* Source passage:
ST. LOUIS — A new Washington University study took a look at who has been most impacted by the economic side effects of this pandemic.
“There's a lot of tendency, I would say, within economics to kind of aggregate everything to one big unemployment headline number. But that doesn't tell the full story,” said Ella Needler, who co-authored the study with her Washington University professor, Steven Fazzari. They conclude that, instead, the story is one of a recession that has been particularly tough for certain communities.
“Some groups are going to be facing long-term effects from this.”
They compared this recession with that of 2008. It is important to note that the crisis then was caused by factors within the economy, while the 2020 recession came as a result of a public health emergency.
• A significant shift of the burden of job losses from men in the Great Recession to women in the COVID-19 lockdown.
• White workers fare better than Asian, Black and Hispanic employees in both recessions. Black and Hispanic women are hit especially hard in the COVID-19 pandemic.
• Young workers suffer disproportionate, and similar, job losses in both recessions. Middle-age workers have been affected less severely in the COVID-19 crisis than in the Great Recession. Older workers have done much worse in COVID-19 compared with the Great Recession.
During the Great Recession, people with a high school diploma could be just as likely to face a layoff as someone with a master's degree. This time, people with more education were more likely to keep working.
“A lot of jobs that require a bachelor's degree are a lot easier to do from home,” Needler said.

* Assignment: Extend the news article on the Washington University study of who lost jobs in the COVID-19 recession, picking up right after its last sentence.

* Records provided:

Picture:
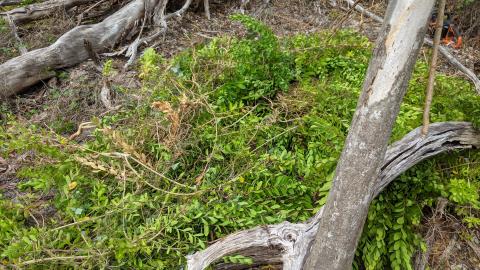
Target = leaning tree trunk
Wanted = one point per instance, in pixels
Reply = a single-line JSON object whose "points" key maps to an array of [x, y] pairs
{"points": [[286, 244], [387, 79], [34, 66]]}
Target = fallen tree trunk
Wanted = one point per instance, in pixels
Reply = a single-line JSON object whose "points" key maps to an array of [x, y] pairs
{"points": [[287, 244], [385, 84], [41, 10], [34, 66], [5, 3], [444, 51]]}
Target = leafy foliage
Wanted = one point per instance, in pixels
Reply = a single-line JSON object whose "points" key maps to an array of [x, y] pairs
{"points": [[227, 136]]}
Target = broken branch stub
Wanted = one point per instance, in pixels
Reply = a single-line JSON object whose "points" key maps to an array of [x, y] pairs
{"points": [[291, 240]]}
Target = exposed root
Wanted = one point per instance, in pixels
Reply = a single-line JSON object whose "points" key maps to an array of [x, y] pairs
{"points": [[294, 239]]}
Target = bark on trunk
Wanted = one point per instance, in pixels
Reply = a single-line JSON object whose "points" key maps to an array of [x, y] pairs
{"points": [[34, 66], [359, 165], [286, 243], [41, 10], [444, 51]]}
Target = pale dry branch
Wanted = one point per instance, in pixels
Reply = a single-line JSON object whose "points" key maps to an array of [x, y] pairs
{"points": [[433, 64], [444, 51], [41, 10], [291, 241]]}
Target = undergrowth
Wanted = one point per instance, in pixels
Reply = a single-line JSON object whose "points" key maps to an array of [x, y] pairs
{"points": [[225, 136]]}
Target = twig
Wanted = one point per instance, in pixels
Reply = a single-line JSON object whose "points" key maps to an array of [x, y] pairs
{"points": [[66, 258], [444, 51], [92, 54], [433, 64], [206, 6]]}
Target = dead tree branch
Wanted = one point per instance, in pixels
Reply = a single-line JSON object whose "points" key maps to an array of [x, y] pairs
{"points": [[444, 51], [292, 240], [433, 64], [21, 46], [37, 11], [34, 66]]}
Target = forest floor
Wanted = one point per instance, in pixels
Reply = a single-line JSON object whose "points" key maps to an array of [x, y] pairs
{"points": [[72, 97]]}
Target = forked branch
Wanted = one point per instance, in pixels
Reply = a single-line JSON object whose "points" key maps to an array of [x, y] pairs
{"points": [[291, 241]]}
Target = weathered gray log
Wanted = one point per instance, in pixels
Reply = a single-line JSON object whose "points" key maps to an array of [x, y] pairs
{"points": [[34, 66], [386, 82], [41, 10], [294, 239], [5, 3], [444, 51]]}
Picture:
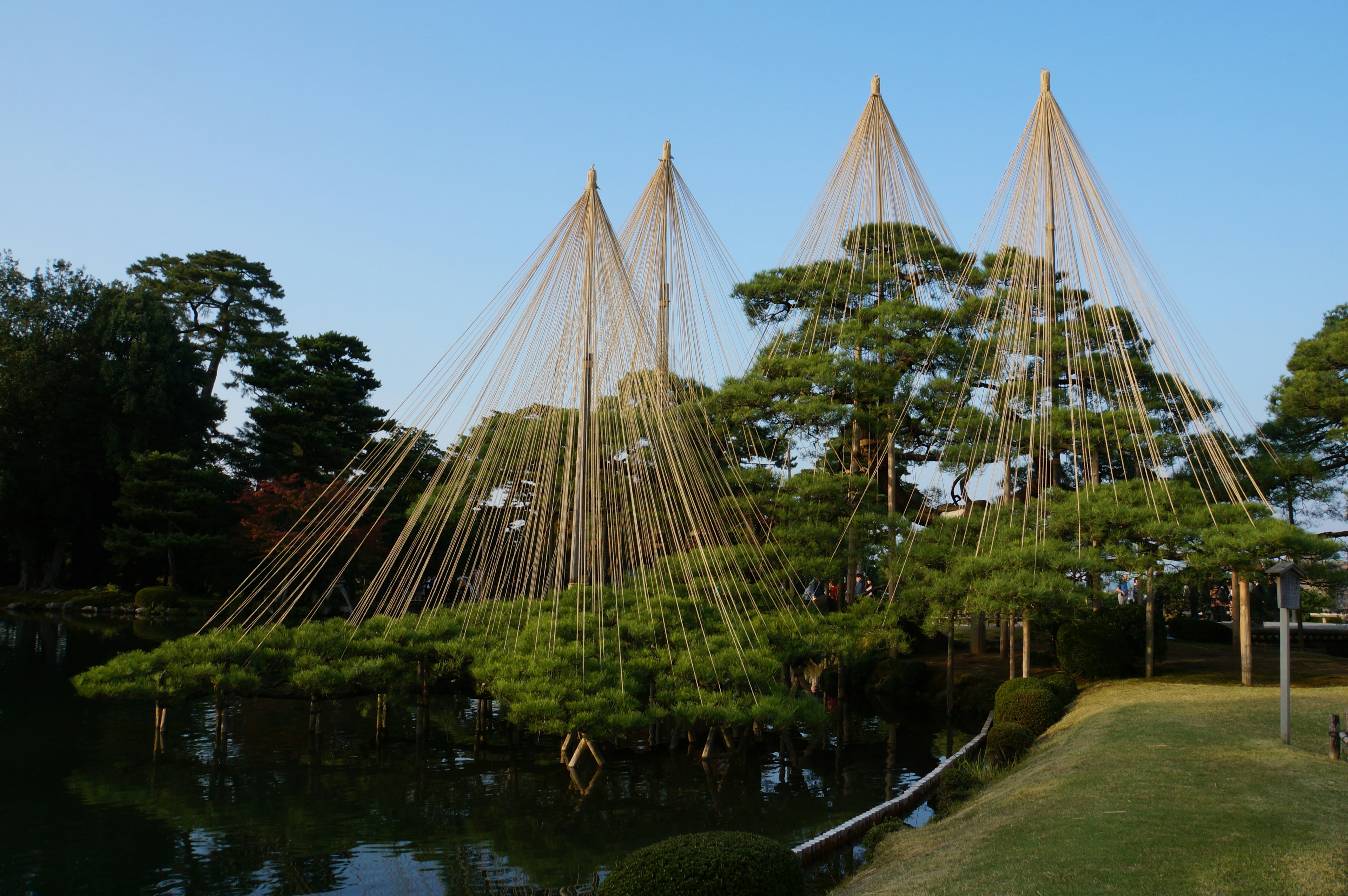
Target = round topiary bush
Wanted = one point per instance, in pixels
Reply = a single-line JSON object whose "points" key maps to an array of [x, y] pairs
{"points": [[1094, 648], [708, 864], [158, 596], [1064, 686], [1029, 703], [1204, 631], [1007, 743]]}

* Result:
Service industries were hit hardest by COVID shutdowns — and so were their employees, who are more likely to be people of color and women.
Women also tend to take on more childcare responsibilities at home. That could mean their job losses aren't even fully represented in typical employment reports, which only include people who are looking for work. The Fazzari and Needler study instead looks at jobs lost.
"Back in April, when people started to lose jobs, a lot of women may have said, 'I can't do this. I have to drop out of the labor force and stay at home to work,'" she said. "The unemployment rate is not going to account for that person."
The study cites further research showing opening schools can be a major change that could help in recovery, and that it will be important to consider the stories of these specific groups when shaping future economic policies.
“Some workers are faring a lot better than others and that the policies that are passed need to recognize and acknowledge this, that not everyone is gaining employment back in the same pace.”